■ WORK TO BE COMPLETED ■
In the entries that follow, the lines from the line containing "# test: point at every instance of the grassy" up to and including the line containing "# test: point at every instance of the black" must be copied exactly, with pictures omitted.

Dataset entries
━━━━━━━━━━━━━━━━━━━━
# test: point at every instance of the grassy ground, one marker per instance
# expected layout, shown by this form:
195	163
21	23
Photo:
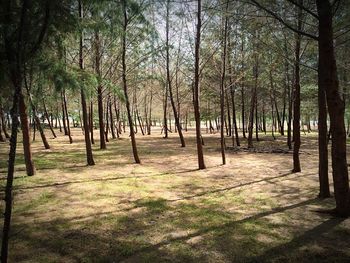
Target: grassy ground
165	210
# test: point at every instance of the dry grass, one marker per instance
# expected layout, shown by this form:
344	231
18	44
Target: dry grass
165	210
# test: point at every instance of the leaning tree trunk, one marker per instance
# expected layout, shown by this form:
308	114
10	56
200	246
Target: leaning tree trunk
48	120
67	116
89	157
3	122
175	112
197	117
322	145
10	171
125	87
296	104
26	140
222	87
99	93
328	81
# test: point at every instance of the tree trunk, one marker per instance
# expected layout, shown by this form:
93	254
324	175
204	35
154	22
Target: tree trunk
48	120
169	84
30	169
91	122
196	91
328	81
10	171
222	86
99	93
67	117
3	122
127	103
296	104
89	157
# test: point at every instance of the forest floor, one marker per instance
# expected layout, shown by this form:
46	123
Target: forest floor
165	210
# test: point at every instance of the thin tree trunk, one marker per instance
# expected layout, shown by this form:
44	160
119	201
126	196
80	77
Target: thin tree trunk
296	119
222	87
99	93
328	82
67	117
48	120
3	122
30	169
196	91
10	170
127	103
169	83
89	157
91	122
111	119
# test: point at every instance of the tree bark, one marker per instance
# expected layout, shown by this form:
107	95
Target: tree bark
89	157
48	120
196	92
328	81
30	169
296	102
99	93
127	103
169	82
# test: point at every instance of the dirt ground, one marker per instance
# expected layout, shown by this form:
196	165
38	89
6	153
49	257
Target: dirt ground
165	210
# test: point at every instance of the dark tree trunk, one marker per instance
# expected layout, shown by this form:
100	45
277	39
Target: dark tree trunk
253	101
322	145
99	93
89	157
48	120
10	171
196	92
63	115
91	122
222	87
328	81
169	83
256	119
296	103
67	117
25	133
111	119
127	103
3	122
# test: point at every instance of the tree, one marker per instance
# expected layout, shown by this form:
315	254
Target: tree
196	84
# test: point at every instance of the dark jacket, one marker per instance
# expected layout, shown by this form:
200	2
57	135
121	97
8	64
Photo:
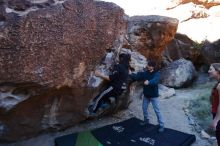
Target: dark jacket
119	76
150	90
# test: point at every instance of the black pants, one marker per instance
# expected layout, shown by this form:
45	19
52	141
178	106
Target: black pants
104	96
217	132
━━━━━━━━━━━━━━━━━━━━
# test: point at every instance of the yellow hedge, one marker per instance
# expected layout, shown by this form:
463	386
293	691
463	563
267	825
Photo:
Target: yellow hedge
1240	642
━━━━━━━━━━━━━━━━━━━━
■ RESPONSE AREA ■
# test: point at every instance of the grassy ground, one marker per instance
# expected layout, shown by this form:
195	163
21	23
Photo:
Target: grassy ground
165	210
# test: point at every instance of the dry grass, one marker per instance
# expected layout, shown by this form:
344	231
18	44
Target: dry grass
165	210
# test: point at every instance of the leaning tree trunk, one marker per instance
# expected layout, shown by this form:
308	114
10	56
200	246
Target: leaning tree trunk
48	120
67	116
89	157
3	122
175	112
197	117
322	145
10	171
125	87
296	104
26	140
222	87
99	93
328	81
# test: point at every instance of the tree trunk, one marker per instance
# expected layout, shown by this form:
93	254
324	175
204	35
154	22
Target: tree trunk
48	120
169	84
30	169
91	122
196	91
328	81
10	171
222	86
99	93
67	117
3	122
127	103
296	104
89	157
# test: point at every instance of the forest floor, one marker per instance
# expected layout, shown by this form:
46	123
Target: forest floor
165	210
# test: point at every instance of the thin tree trunk, one marker per instance
# expected layout, shown by this form:
44	160
119	201
126	196
80	77
Target: thin tree trunk
296	119
222	87
99	93
328	82
67	117
48	120
3	122
30	169
196	91
10	170
127	103
169	83
89	157
91	122
111	119
# test: point at every instance of the tree bark, one marker per instance
# expected layout, shown by this form:
107	95
Target: tree bark
89	157
48	120
196	92
328	81
30	169
296	102
99	93
127	103
169	82
# test: point at every instance of the dirt ground, one marker per instance
# expected layout, shown by this form:
196	165
38	89
6	153
49	257
Target: dirt ground
165	210
# test: point at every instance of the dark tree trunk, one marker per instance
# expected layout, shown by this form:
100	45
277	39
Target: dark tree trunk
253	101
322	145
99	93
89	157
48	120
10	171
196	92
63	115
91	122
222	87
328	81
169	83
256	119
296	103
67	117
25	133
111	119
127	103
3	122
# test: point at every instance of the tree, one marker per instance
# expected layout, shown by this form:
315	254
Target: tree
196	84
# test: point at every instance of the dark jacket, one marker per instance
# expected layout, shown by this form:
200	2
57	135
121	97
8	64
Photo:
Target: dark jacket
119	76
150	90
# test: point at every instance of the black pants, one marker per instance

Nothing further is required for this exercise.